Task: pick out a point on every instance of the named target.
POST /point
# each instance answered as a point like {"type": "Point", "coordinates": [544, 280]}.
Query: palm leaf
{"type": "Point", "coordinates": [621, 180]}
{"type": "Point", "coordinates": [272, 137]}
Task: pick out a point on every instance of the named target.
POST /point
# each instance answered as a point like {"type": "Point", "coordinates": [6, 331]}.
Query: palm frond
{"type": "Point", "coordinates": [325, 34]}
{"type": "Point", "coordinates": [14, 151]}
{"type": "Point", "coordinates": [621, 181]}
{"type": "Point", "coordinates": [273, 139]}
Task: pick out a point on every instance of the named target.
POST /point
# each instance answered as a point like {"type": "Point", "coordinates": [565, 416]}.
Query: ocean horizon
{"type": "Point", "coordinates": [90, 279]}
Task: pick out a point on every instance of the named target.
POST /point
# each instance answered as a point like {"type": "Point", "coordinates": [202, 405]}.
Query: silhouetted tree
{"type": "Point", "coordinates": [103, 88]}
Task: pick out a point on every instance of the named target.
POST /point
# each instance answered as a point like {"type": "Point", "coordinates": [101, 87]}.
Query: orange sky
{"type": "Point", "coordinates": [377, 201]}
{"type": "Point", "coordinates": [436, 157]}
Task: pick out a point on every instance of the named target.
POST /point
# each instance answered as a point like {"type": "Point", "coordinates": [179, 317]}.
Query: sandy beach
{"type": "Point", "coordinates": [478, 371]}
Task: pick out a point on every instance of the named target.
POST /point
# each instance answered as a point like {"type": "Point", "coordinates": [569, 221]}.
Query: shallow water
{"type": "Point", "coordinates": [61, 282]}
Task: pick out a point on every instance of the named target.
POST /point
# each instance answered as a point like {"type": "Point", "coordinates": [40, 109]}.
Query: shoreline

Try it: The response must be an exact reproduction of all the entries.

Result of the task:
Task: pick out a point on every instance of the named target.
POST /point
# each instance answered as a point like {"type": "Point", "coordinates": [544, 280]}.
Query: palm leaf
{"type": "Point", "coordinates": [621, 180]}
{"type": "Point", "coordinates": [272, 137]}
Task: pick out a point on every instance of the named target.
POST /point
# each instance answered as a point like {"type": "Point", "coordinates": [6, 331]}.
Query: palm frond
{"type": "Point", "coordinates": [325, 34]}
{"type": "Point", "coordinates": [14, 151]}
{"type": "Point", "coordinates": [621, 181]}
{"type": "Point", "coordinates": [273, 139]}
Task: pick out a point on every instance of the named target.
POST /point
# each instance answered as a point like {"type": "Point", "coordinates": [565, 416]}.
Query: ocean horizon
{"type": "Point", "coordinates": [90, 279]}
Task: pick out a point on every instance of the named target.
POST /point
# each instance answered as a point like {"type": "Point", "coordinates": [202, 405]}.
Query: silhouetted tree
{"type": "Point", "coordinates": [103, 88]}
Task: pick out a point on every instance of the named target.
POST /point
# each instance answered as a point like {"type": "Point", "coordinates": [101, 87]}.
Query: orange sky
{"type": "Point", "coordinates": [377, 201]}
{"type": "Point", "coordinates": [436, 157]}
Task: pick out a point on every instance of the named target.
POST /point
# each instance answered as a point like {"type": "Point", "coordinates": [179, 317]}.
Query: sandy beach
{"type": "Point", "coordinates": [478, 371]}
Task: pick out a point on every instance of the named target.
POST /point
# each instance answered as a point like {"type": "Point", "coordinates": [569, 221]}.
Query: shallow water
{"type": "Point", "coordinates": [61, 282]}
Task: pick out a point on every instance of the named target.
POST /point
# each instance answered as a point like {"type": "Point", "coordinates": [40, 109]}.
Query: shoreline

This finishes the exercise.